> PROVIDED TEXT

....................

I want to have a textarea update a database column and then pull down the info from that column and display it, without refreshing.

I'm using JQuery and AJAX and PHP and SQL to do this. So far I've been able to update the database row using my $.post() call. The strange thing is, my variables don't seem to be passing to the page - when I try to echo them or look at them they don't show up.

Here is my simple index page and call (page names aren't indicative of what I'm trying to do, just placeholders):

<head>
<script src = "https://ajax.googleapis.com/ajax/libs/jquery/1.5.2/jquery.js" type="text/javascript"></script>
<script type = "text/javascript">

$(document).ready(function() {
	
		$("#updatefield").click(function(){
			$.post(
				'crud.php',
				{ 
				contentvar:$("#contentvar").val(),
				inputvar:$("#inputvar").val(),
				},

				function(response)
				
					{
					$("#pull").fadeIn('fast');
					$("#pull").load("crud.php");
					$("#display").load("pull.php");
					}
				)

....................

> DATA

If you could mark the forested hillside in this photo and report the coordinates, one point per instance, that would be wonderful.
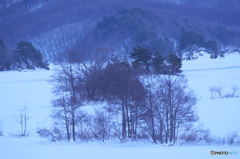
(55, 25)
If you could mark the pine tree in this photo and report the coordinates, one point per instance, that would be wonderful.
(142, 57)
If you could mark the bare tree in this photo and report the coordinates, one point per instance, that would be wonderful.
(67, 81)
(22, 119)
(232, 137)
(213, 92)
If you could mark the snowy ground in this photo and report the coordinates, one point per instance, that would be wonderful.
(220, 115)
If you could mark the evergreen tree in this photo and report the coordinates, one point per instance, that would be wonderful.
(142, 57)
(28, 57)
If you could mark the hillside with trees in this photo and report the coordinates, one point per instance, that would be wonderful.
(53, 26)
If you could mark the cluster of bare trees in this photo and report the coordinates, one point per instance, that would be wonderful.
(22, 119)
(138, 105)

....................

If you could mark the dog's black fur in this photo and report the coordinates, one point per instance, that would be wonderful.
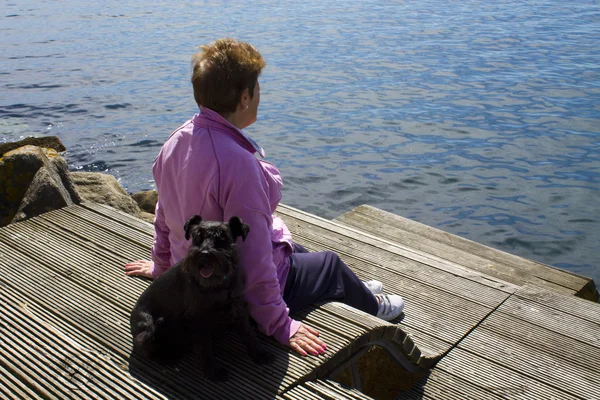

....................

> WRITTEN REQUEST A
Report each row containing the string "bare", copied in full.
> WRITTEN REQUEST B
Extend the jQuery AJAX post from its final line.
The jQuery AJAX post and the rows are unrelated to each other.

> TASK RESPONSE A
If you could mark the bare tree in this photo and report the coordinates, one point per instance, that would be wonderful.
If you could mark the cluster of bare trees in this photo and report the coordinates, one point per instance, that would be wonderful.

> TASK RESPONSE B
			return false;
		});
});

</script>


</head>
<body>
<form>
<select id ="inputvar">
<option value="page1a">page1a</option>
<option value="page1b">page1b</option>
</select>
<textarea id = "contentvar">
</textarea>
<input type="submit" value="Update" id="updatefield" />
</form>

<div id = "display"></div>
<div id="pull"></div>
</body>
</html>

And here is the processing code in my 'crud.php' file.

<?php
require_once('../Connections/ejournals.php');
 
$inputvar = $_POST['inputvar'];
$contentvar = $_POST['contentvar'];
$uservar = 6;


 $updateSQL = sprintf("UPDATE UserTemp SET $inputvar='$contentvar' WHERE EJUID=$uservar");

 mysql_select_db($database_ejournals, $ejournals);
  $Result1 = mysql_query($updateSQL, $ejournals) or die(mysql_error());


?>

Again, the code IS updating the database row. I'm just getting a SQL Syntax error. The error I get is "You have an error in your SQL syntax; check the manual that corresponds to your MySQL server version for the right syntax to use near '='' WHERE EJUID=6' at line 1"

Notice the variable $contentvar shows as '' in the error, but the row updates correctly. Why? How?

The only thing I can think is maybe I'm sending the $.post() variables to 'crud.php' the wrong way.

Thanks in advance for helpful advice.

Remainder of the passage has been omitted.